• _SET PROBLEM 1_:
Duplicate the rows of the point labeling set from the line containing "Could you spot the fur" through the end of the rows, both ends included, and leave the pictures out of your copy.

Re: [PATCH v2 2/2] sh-setup: explicitly mark CR as a field separator

Junio C Hamano <gitster@xxxxxxxxx> · Tue, 27 Oct 2015 10:46:38 -0700

Johannes Schindelin <Johannes.Schindelin@xxxxxx> writes:

> This assumes that the platform is either CR/LF or LF. That is incorrect.
> Windows does *not* dictate the line endings to be CR/LF. Certain
> applications do.
>
> The shell is an MSys2 shell, and MSys2 convention is to use LF. Hence the
> shell is done correctly for the platform.
>
> Yet on Windows (and in cross-platform projects also on Linux and MacOSX),
> you have to deal with the fact that text files produced outside the cozy
> little shell can have different line endings.

I know that.  That is why I said this is platform specific.  When
somebody on Ubuntu comes and says "XYZ does not work when I saved my
text file with CRLF", I can say "don't do that then".  I've been
assuming that you cannot say the same to your users, in order to be
nicer to Windows.  You say MSys2 convention is to use LF, but what
do you exactly mean by that?

I am hoping that you do not mean "we treat a file created by a DOS
editor as a text file with CR appended at the end of each line".
I'd instead expect that a file the user wrote ABC on the first line
will give you ABC in $word if the user did this:

	#!/bin/sh
        read word <file

and not "ABC^M".  That is, "we may produce only LF files, we consume
LF files just fine, but we also treat CRLF files as text as their
users intended."

> As I said, I am uninterested in arguing for arguing's sake.

I already explained why this particular thing does not have anything
to do with IFS but comes from the way your "read" behaves, which is
not in line with the way users on your platform expects.  Is that so
hard to understand?

An argument you make to support adding stuff to IFS _is_ an argument
for arguing's sake.

> What I really needed you to do indicate the way forward.

Yes, and I already did, didn't I?

I already said that mucking with IFS is a wrong thing to do, and
indicated that that is not the way forward.

I also already said that fixing your read is the only sensible thing
to do in the longer term iff you claim to support those who use
"certain applications" that leave CRLF line terminator.

• _SET PROBLEM 2_:
In the mailing-list reply about marking CR as a field separator, why does the writer say that changing IFS is the wrong thing to do? Answer in one to three sentences.

Rows from a point labeling set:
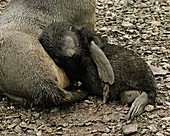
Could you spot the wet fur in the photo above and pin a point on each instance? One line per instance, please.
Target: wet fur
(26, 70)
(131, 72)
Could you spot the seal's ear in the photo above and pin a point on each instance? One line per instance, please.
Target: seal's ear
(104, 67)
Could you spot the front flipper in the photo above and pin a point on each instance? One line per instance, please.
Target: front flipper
(138, 106)
(104, 67)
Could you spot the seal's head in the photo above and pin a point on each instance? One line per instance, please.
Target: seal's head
(60, 40)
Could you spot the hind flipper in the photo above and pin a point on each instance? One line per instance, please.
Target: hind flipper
(127, 97)
(17, 99)
(138, 106)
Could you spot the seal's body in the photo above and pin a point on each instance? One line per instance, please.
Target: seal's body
(27, 73)
(134, 81)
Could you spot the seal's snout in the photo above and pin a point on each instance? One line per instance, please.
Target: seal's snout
(70, 52)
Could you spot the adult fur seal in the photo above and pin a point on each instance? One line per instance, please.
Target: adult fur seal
(27, 73)
(134, 81)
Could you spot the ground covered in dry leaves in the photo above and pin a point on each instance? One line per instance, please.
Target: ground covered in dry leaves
(143, 26)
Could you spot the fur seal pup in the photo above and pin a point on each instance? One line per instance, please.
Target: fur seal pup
(27, 73)
(134, 81)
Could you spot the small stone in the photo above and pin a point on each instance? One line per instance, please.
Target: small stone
(12, 126)
(144, 131)
(1, 127)
(149, 108)
(159, 134)
(39, 133)
(127, 24)
(103, 29)
(166, 119)
(158, 70)
(130, 129)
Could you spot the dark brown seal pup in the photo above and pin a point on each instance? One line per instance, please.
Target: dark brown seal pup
(27, 73)
(134, 81)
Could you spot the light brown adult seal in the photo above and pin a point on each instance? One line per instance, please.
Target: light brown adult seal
(27, 73)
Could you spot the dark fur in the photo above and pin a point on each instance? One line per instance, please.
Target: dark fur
(131, 72)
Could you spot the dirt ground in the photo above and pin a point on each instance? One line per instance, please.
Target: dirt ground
(143, 26)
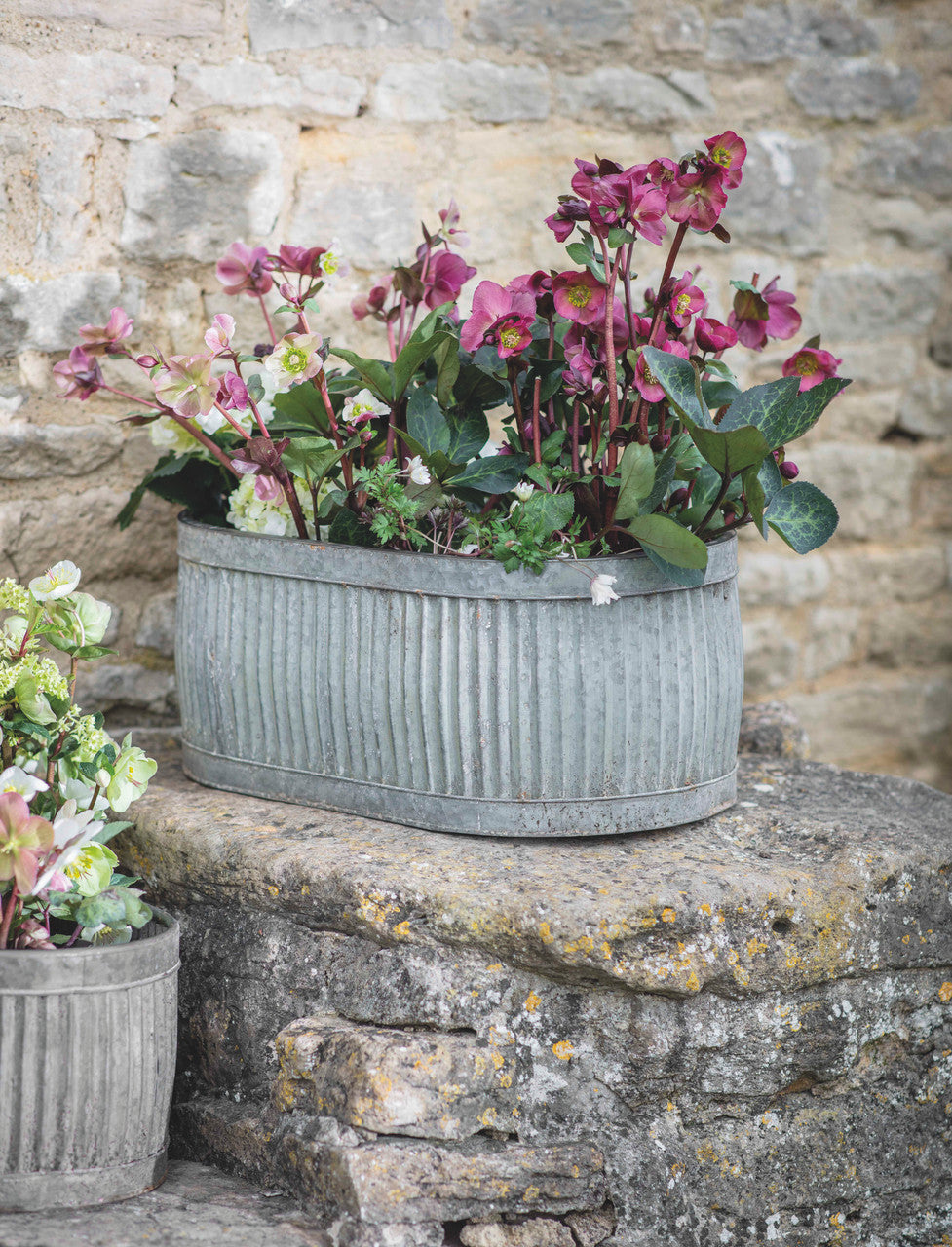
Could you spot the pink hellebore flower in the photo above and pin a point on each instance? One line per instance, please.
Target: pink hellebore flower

• _COMPLETE ANSWER 1_:
Could you spot the fur seal pup in the photo above and pin a point on each instance? One line per instance, please.
Target: fur seal pup
(27, 73)
(134, 81)
Could you spot the small stone in the photo above and pin a point on each instance? One line per instance, please.
Target: small stone
(12, 126)
(144, 131)
(1, 127)
(149, 108)
(159, 134)
(39, 133)
(127, 24)
(103, 29)
(166, 119)
(158, 70)
(130, 129)
Could you spot the dark brown seal pup in the photo above and pin a point on each instance? One line per instance, please.
Target: dark brown seal pup
(27, 73)
(134, 81)
Could you spot the light brown adult seal in the photo above and pin a point on each instance? One line per instance, please.
Target: light brown adult seal
(27, 73)
Could you spot the dark fur in the photo above and pin a point on each instance? One line per instance, please.
Target: dark fur
(131, 72)
Could you spot the dirt ground in the photo above and pin a point on each instance? One line per instance, please.
Target: dirt ground
(143, 26)
Could you spot the pink hellebore flower in the photo above and pin a point on each instance? One line per instance, please.
Target: pink hellebore flower

• _COMPLETE ANSWER 2_:
According to the writer, the problem has nothing to do with IFS. It comes from the way "read" behaves on that platform, which does not match what its users expect. So fixing "read" is the only sensible long-term step if the platform claims to support applications that leave CRLF line terminators.